Your task. Repeat the full listing, word for word.

━━━━━━━━━━━━━━━━━━━━

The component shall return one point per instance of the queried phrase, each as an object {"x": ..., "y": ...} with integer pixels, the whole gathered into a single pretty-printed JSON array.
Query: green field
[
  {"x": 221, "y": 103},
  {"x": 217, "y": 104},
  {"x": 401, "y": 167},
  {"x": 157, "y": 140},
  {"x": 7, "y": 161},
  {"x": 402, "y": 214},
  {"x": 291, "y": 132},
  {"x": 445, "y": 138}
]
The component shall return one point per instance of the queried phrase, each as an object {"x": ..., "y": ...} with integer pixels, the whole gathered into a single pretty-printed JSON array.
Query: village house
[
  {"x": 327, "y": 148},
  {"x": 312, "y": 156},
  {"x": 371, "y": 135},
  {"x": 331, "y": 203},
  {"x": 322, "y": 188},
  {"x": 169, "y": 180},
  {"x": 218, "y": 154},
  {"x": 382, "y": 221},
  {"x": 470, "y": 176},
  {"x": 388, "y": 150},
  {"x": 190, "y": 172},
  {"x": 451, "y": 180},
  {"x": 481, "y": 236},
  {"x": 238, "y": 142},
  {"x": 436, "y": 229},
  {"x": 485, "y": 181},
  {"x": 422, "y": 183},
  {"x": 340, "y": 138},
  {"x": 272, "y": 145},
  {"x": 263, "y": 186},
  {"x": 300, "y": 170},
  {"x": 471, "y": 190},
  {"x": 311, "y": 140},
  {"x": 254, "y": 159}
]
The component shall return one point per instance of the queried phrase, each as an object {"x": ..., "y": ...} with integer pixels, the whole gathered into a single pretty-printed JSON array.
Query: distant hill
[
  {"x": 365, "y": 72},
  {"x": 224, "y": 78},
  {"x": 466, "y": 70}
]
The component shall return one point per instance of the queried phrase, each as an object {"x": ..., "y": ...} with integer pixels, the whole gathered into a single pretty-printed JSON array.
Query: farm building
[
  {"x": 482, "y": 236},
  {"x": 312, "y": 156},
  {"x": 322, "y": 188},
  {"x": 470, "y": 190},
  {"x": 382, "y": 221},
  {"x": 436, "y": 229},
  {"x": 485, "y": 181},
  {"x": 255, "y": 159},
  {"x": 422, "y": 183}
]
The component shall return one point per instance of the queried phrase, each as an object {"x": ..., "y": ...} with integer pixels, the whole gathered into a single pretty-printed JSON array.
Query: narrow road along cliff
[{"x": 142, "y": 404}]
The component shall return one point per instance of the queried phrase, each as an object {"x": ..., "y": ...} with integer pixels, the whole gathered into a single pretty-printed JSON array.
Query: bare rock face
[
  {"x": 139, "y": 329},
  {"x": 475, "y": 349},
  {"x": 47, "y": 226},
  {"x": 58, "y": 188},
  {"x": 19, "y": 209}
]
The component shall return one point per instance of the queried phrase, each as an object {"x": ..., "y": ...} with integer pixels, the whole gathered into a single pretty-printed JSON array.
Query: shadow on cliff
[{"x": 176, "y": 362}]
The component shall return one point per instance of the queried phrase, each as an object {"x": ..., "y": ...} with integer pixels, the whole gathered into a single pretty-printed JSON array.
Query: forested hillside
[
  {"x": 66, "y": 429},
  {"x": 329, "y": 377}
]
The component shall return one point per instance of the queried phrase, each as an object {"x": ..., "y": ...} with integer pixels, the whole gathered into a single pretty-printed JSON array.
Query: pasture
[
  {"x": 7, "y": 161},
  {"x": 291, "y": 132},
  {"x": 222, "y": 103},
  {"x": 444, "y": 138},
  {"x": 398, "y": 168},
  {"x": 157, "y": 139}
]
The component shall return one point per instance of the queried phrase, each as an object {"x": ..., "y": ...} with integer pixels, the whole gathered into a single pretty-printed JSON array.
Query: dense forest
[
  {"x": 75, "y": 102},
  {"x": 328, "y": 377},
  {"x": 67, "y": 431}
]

━━━━━━━━━━━━━━━━━━━━

Full answer.
The component shall return one point per instance of the queried phrase, each as an object {"x": ..., "y": ...} with integer pixels, the whole gathered into a single pretty-printed JSON array.
Query: green field
[
  {"x": 221, "y": 103},
  {"x": 217, "y": 104},
  {"x": 401, "y": 167},
  {"x": 157, "y": 140},
  {"x": 7, "y": 161},
  {"x": 402, "y": 214},
  {"x": 291, "y": 132},
  {"x": 445, "y": 138}
]
The component shall return one point per instance of the queried phrase, each as an object {"x": ..., "y": ...} with integer pixels, the whole gathered into a single pretty-printed JSON array.
Query: village house
[
  {"x": 327, "y": 148},
  {"x": 312, "y": 156},
  {"x": 371, "y": 135},
  {"x": 331, "y": 203},
  {"x": 322, "y": 188},
  {"x": 169, "y": 180},
  {"x": 218, "y": 154},
  {"x": 382, "y": 221},
  {"x": 470, "y": 176},
  {"x": 388, "y": 150},
  {"x": 190, "y": 172},
  {"x": 451, "y": 180},
  {"x": 481, "y": 236},
  {"x": 238, "y": 142},
  {"x": 436, "y": 229},
  {"x": 485, "y": 181},
  {"x": 422, "y": 183},
  {"x": 340, "y": 138},
  {"x": 272, "y": 145},
  {"x": 263, "y": 186},
  {"x": 300, "y": 170},
  {"x": 471, "y": 190},
  {"x": 311, "y": 140},
  {"x": 254, "y": 159}
]
The component shall return one point per instance of the queried phrase, each as an object {"x": ..., "y": ...} with integer pixels, the whole gathered into a single pretty-printed JSON array.
Query: distant hill
[
  {"x": 365, "y": 72},
  {"x": 224, "y": 78},
  {"x": 466, "y": 70}
]
The component shall return one point per instance of the queried phrase, each as an object {"x": ..., "y": ...} with integer pixels, the whole gathered into a single pretty-printed JSON array.
Query: farm building
[
  {"x": 482, "y": 236},
  {"x": 312, "y": 156},
  {"x": 322, "y": 188},
  {"x": 470, "y": 190},
  {"x": 382, "y": 221},
  {"x": 436, "y": 229},
  {"x": 485, "y": 181},
  {"x": 255, "y": 159},
  {"x": 422, "y": 183}
]
The component shall return one point per instance of the queried phrase, each as an object {"x": ..., "y": ...} with integer pixels, the whole gathered into a single pretty-printed JSON array.
Query: narrow road along cliff
[{"x": 142, "y": 404}]
The component shall return one point per instance of the queried phrase, each as an object {"x": ..., "y": ...} with integer pixels, the whole gathered into a single pretty-printed JSON array.
Query: bare rock face
[
  {"x": 139, "y": 329},
  {"x": 475, "y": 349},
  {"x": 47, "y": 226},
  {"x": 58, "y": 188},
  {"x": 19, "y": 209}
]
The component shall return one point per instance of the queried phrase, each as an object {"x": ..., "y": ...} with integer pixels, the whole gathered into a single pretty-printed JSON array.
Query: shadow on cliff
[{"x": 176, "y": 362}]
The component shall return one point per instance of the queried phrase, each as an object {"x": ..., "y": ...} with integer pixels, the whole gathered into a single pretty-printed JSON array.
Query: forested hillside
[
  {"x": 66, "y": 429},
  {"x": 329, "y": 377}
]
The component shall return one point per instance of the queried phrase, each as an object {"x": ..., "y": ...} with integer pixels, the whole gathered into a single pretty-printed JSON array.
Query: pasture
[
  {"x": 7, "y": 161},
  {"x": 291, "y": 132},
  {"x": 222, "y": 103},
  {"x": 444, "y": 138},
  {"x": 398, "y": 168},
  {"x": 157, "y": 139}
]
The component shall return one point per instance of the queried phrase, each as an object {"x": ..., "y": ...} with integer pixels, the whole gathered into a single pretty-printed JSON array.
Query: dense forest
[
  {"x": 75, "y": 102},
  {"x": 328, "y": 377},
  {"x": 67, "y": 431}
]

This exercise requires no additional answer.